Transcribe exactly the line that contains "point: dense forest" and each line that comes after it in the material, the last line included, and nothing more.

START EXTRACTED INFORMATION

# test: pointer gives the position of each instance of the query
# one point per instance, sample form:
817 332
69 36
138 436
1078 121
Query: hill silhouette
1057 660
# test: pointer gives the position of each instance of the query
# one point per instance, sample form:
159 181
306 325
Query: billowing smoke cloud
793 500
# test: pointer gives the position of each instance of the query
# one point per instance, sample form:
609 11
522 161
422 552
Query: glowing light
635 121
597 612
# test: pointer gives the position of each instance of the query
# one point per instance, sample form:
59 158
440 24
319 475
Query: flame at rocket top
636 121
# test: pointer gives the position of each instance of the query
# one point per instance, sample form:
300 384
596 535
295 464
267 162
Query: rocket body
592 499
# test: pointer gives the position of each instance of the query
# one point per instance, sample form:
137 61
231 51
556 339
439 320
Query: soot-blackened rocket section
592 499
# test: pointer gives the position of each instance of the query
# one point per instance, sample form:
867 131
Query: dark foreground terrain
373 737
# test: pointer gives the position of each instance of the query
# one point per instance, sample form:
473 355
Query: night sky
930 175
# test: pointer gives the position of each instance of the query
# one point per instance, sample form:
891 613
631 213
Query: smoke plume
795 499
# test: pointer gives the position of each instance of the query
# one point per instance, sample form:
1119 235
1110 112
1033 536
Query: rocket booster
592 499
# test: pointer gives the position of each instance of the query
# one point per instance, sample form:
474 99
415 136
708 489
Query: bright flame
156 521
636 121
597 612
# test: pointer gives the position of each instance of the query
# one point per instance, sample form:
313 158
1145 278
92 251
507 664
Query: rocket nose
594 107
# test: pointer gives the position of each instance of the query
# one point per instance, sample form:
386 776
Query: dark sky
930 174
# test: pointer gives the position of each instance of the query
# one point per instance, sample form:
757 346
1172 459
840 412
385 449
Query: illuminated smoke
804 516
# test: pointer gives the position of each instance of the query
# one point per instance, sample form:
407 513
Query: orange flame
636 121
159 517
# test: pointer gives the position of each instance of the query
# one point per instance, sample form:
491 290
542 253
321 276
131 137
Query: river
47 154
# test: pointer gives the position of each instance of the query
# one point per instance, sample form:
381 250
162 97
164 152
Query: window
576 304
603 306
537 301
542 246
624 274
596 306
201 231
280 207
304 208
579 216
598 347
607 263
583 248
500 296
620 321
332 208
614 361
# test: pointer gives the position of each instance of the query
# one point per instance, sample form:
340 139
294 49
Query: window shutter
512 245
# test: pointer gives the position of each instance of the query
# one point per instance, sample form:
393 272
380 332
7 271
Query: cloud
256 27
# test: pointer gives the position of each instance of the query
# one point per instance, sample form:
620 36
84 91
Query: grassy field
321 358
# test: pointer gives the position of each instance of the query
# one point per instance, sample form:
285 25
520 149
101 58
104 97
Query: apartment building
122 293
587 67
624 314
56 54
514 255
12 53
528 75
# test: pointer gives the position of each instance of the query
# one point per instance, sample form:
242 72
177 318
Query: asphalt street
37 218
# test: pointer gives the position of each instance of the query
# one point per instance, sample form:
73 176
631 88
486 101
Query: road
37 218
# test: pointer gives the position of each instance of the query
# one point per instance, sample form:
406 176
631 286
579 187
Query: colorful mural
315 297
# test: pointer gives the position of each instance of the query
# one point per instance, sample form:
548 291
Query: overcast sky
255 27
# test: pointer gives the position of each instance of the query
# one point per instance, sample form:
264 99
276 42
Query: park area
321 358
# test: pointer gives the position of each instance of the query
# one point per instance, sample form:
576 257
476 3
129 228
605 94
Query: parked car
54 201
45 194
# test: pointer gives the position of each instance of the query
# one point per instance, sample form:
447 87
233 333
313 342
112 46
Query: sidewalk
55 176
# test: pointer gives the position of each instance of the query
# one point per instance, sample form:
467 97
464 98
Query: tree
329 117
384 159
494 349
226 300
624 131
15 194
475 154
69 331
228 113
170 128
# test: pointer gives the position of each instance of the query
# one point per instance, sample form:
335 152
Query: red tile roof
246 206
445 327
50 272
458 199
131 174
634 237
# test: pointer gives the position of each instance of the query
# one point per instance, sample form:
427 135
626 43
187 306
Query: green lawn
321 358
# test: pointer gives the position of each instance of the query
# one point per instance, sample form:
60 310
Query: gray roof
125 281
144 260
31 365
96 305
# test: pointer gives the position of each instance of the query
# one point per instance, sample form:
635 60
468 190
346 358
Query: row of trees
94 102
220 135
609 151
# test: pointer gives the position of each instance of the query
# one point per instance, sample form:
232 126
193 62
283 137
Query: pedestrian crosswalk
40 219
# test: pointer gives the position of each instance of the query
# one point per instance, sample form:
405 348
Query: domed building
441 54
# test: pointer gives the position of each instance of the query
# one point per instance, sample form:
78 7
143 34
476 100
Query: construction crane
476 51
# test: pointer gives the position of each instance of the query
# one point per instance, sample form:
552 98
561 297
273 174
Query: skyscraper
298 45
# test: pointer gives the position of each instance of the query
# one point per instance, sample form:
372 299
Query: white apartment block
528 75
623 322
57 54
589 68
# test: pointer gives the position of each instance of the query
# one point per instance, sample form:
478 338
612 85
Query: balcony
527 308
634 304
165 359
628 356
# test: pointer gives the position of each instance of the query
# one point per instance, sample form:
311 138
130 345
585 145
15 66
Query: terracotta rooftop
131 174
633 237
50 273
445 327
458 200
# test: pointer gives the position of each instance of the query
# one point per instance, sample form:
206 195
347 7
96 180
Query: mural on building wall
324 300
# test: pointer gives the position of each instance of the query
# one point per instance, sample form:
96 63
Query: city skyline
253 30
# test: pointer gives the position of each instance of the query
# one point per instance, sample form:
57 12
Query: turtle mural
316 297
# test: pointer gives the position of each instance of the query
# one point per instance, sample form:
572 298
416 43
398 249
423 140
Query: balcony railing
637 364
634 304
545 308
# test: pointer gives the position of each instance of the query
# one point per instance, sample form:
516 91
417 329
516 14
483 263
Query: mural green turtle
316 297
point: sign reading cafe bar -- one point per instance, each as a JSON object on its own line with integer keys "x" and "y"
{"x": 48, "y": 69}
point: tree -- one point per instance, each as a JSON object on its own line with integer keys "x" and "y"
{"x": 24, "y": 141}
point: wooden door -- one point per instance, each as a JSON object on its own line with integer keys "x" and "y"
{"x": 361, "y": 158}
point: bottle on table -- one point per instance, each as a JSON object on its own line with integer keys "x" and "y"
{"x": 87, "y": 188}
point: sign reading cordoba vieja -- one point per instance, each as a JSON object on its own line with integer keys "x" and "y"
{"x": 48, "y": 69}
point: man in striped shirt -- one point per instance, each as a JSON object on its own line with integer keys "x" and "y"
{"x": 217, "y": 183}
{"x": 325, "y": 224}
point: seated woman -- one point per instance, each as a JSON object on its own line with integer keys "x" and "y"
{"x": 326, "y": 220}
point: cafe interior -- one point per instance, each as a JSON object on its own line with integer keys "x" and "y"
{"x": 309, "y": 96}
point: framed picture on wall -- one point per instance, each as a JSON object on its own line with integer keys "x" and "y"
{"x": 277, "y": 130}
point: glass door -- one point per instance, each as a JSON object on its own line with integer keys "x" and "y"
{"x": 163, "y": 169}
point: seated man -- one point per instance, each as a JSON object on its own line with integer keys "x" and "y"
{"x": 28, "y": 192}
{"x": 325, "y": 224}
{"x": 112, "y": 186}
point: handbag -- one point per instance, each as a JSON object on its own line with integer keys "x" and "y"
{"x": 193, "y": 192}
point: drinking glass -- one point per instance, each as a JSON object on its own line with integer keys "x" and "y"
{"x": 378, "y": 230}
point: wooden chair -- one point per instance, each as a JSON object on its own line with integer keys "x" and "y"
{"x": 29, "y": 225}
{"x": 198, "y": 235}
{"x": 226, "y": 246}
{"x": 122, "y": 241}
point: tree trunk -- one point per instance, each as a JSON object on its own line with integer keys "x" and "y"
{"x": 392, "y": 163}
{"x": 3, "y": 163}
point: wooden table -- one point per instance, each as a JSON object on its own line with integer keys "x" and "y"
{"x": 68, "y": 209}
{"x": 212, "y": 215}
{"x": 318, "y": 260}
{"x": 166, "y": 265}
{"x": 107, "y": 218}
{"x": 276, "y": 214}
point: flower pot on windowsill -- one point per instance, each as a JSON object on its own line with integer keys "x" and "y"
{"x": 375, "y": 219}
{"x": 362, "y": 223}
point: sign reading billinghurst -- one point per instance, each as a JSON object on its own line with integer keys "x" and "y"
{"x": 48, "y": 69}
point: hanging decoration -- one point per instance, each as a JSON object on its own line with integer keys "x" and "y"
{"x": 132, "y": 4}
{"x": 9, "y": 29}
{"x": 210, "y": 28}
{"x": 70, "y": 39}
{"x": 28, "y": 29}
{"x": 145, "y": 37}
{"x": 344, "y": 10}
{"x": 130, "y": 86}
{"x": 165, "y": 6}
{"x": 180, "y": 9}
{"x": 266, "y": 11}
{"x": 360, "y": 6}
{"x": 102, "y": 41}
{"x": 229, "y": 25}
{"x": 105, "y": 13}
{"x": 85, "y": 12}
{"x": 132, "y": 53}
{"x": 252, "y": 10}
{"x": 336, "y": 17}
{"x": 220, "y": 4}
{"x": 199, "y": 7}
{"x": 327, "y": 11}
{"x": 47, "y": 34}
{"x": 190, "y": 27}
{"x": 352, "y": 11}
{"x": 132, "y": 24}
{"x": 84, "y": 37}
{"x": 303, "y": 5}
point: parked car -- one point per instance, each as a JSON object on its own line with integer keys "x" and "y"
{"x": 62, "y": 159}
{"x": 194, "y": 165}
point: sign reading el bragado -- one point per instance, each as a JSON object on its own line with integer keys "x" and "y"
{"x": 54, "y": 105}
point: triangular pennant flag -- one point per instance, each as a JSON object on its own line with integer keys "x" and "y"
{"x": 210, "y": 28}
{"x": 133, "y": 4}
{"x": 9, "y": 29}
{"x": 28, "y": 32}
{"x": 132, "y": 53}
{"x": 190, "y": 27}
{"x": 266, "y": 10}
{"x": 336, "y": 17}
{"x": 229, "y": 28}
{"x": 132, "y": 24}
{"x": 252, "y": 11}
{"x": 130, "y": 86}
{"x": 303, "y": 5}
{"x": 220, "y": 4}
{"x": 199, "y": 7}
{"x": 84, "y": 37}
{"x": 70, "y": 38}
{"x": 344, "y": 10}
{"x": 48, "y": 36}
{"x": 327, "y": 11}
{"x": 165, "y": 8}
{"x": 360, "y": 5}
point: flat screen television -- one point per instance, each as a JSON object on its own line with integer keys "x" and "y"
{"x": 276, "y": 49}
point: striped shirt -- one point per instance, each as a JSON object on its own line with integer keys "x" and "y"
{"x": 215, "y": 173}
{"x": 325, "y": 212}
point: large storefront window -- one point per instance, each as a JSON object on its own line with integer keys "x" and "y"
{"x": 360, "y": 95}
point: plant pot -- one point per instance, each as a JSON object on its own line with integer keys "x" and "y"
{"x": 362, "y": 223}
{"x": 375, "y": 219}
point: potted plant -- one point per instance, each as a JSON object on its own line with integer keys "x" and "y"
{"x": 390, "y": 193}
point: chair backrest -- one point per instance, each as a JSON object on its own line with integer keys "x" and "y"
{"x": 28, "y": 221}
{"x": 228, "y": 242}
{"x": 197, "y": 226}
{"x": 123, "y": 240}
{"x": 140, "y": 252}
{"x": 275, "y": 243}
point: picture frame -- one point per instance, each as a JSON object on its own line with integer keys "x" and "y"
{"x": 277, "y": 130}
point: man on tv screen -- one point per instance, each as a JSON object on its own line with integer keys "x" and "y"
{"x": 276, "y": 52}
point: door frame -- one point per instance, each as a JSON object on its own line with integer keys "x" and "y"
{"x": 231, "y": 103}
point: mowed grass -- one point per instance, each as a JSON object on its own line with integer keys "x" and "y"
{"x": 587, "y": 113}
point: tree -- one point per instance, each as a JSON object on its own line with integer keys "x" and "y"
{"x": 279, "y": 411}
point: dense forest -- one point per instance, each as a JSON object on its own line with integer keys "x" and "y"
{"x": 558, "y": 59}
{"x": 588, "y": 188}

END EXTRACTED INFORMATION

__RESPONSE AREA__
point: dense forest -- one point per instance, each as a JSON object on its own line with integer keys "x" and "y"
{"x": 558, "y": 59}
{"x": 588, "y": 188}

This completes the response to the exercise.